### THE TASK
Copy every row below word for word, and leave the pictures out of your answer.

### DATASET RECORDS
— BEGIN —

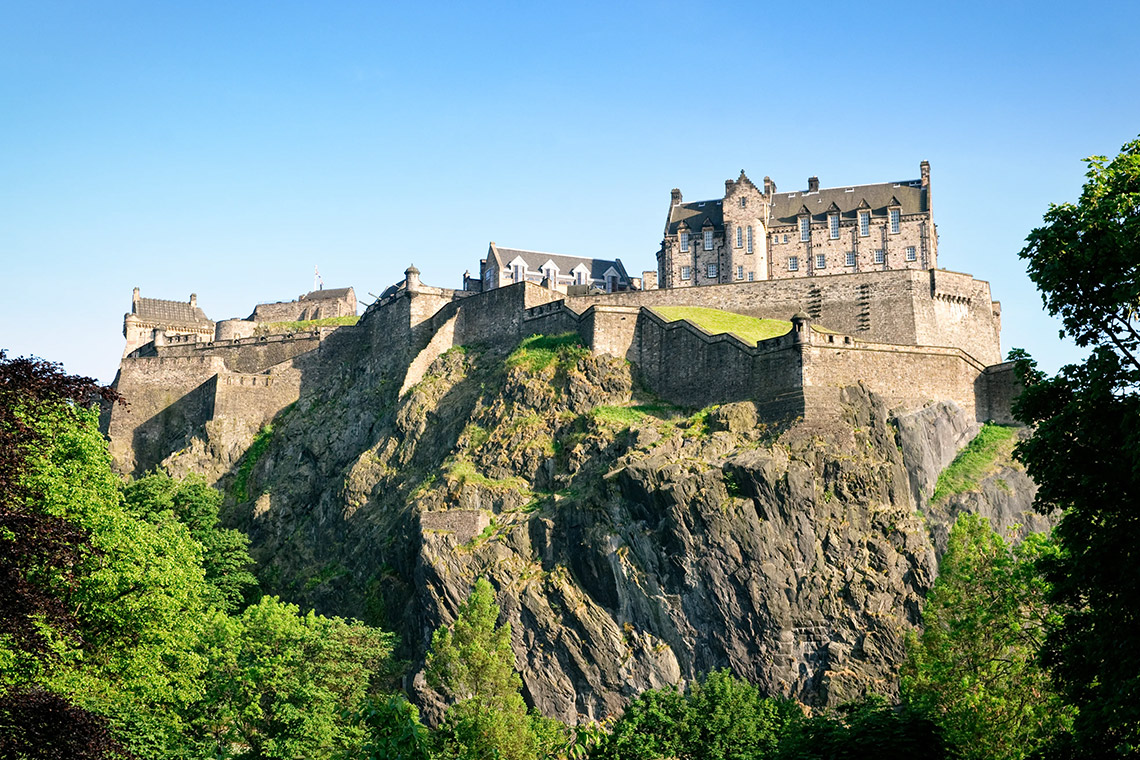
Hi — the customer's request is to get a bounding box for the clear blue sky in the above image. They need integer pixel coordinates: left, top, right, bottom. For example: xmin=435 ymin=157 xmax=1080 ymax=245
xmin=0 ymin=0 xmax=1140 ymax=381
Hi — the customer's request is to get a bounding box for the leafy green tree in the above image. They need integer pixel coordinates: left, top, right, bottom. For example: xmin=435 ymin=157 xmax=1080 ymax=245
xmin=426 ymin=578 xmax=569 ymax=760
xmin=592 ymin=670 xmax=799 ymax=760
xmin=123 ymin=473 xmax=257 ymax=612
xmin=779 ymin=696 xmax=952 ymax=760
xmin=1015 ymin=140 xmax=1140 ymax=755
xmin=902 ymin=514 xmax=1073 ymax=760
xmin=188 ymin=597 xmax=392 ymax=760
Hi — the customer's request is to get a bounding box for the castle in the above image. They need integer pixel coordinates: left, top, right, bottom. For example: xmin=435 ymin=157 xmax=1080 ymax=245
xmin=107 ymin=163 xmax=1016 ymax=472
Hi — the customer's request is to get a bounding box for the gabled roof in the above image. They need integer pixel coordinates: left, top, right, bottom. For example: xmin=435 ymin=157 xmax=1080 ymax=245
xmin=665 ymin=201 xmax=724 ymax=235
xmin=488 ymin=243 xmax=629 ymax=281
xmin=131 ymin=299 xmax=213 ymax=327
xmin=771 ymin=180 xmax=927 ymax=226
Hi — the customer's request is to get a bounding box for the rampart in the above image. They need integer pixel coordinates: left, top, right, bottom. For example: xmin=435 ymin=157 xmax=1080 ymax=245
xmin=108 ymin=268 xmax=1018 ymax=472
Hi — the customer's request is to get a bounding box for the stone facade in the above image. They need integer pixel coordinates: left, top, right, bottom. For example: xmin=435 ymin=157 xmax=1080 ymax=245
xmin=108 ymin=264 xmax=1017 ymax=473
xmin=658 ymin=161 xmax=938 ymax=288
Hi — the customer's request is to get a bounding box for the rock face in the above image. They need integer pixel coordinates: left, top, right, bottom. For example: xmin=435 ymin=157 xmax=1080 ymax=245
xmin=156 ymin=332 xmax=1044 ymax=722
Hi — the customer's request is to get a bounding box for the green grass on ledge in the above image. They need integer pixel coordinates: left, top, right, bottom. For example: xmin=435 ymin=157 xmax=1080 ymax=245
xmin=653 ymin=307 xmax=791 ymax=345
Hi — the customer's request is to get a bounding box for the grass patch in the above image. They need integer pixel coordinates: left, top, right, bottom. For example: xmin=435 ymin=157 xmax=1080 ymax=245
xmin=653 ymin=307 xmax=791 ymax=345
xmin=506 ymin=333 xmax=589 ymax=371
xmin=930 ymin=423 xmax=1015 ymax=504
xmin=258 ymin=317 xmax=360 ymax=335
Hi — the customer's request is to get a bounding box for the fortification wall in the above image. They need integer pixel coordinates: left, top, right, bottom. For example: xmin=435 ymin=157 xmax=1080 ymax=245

— END —

### THE RESPONSE
Hi — the customer's request is to get a bounding box for the clear blue sky in the above image. They need integer pixel coordinates: left, top, right, bottom. For example: xmin=435 ymin=157 xmax=1080 ymax=245
xmin=0 ymin=0 xmax=1140 ymax=381
Hi — the customer's request is to get a bounding box for the leafy green tree in the above image. They need integer pixel coordinates: left, top, right, bottom. For example: xmin=435 ymin=157 xmax=1080 ymax=245
xmin=426 ymin=578 xmax=569 ymax=760
xmin=592 ymin=670 xmax=799 ymax=760
xmin=123 ymin=473 xmax=257 ymax=612
xmin=779 ymin=696 xmax=952 ymax=760
xmin=1015 ymin=140 xmax=1140 ymax=755
xmin=902 ymin=514 xmax=1073 ymax=760
xmin=188 ymin=597 xmax=392 ymax=760
Hi — the customer's request is to get a bounding box for the castle in the above image. They need integer pixel coordinates: left, top, right, bottom. For example: xmin=435 ymin=157 xmax=1080 ymax=245
xmin=107 ymin=163 xmax=1016 ymax=472
Hi — the customer's request is to get a bounding box for the gabled roof in the above image. They need integer pixel coordinates: left, top, right, bottom. For example: xmin=435 ymin=157 xmax=1080 ymax=245
xmin=665 ymin=201 xmax=724 ymax=235
xmin=488 ymin=243 xmax=629 ymax=281
xmin=131 ymin=299 xmax=213 ymax=327
xmin=771 ymin=180 xmax=927 ymax=226
Hi — the customer's request is to get a bounding box for the rampart in the above image. They need integer pixel coordinates: left, top, right, bottom. For example: xmin=435 ymin=157 xmax=1080 ymax=245
xmin=108 ymin=268 xmax=1018 ymax=472
Hi — the customer's request is to get a bounding box for the stone facade in the above image. They need integer pixel coordinates: left, top, right, bottom. For example: xmin=435 ymin=157 xmax=1080 ymax=245
xmin=108 ymin=264 xmax=1017 ymax=473
xmin=658 ymin=161 xmax=938 ymax=288
Hi — the customer's request is to get a bounding box for the rock face in the above image. They need integer pixel coordinates: left, top, right, bottom. For example: xmin=435 ymin=157 xmax=1080 ymax=245
xmin=156 ymin=332 xmax=1044 ymax=722
Hi — the customer's request is to get a bounding box for the green grass on ledge in the above image. They need integer pixel coordinates: left, top, right, bottom. For example: xmin=435 ymin=157 xmax=1080 ymax=245
xmin=653 ymin=307 xmax=791 ymax=345
Hi — the customer's request is to get a bounding box for the grass patch in the above image. They need integer pixel coordinates: left, top, right, bottom. For example: xmin=435 ymin=157 xmax=1080 ymax=245
xmin=653 ymin=307 xmax=791 ymax=345
xmin=506 ymin=333 xmax=589 ymax=371
xmin=930 ymin=423 xmax=1015 ymax=504
xmin=258 ymin=317 xmax=360 ymax=335
Hi — the customer's request is to get a bounding box for the fortification wall in the above image. They need integer pixel coordinates: left, top, right, bottom. For example: xmin=435 ymin=157 xmax=1080 ymax=245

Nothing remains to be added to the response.